(Coordinate annotation data)
%%

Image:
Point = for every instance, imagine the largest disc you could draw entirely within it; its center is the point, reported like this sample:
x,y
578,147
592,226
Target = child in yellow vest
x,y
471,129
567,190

%%

§ EXERCISE REQUIREMENTS
Render every nonblank line of the data above as a Markdown table. Use a "No." column for the row number and a "Text" column for the line.

§ THE RESPONSE
| No. | Text |
|---|---|
| 1 | Image: |
| 2 | Point = for every instance, imagine the largest disc you could draw entirely within it; its center is the point, reported like this sample: |
| 3 | x,y |
| 4 | 578,147 |
| 5 | 592,226 |
| 6 | Target = child in yellow vest |
| 7 | x,y |
| 8 | 471,129 |
| 9 | 567,190 |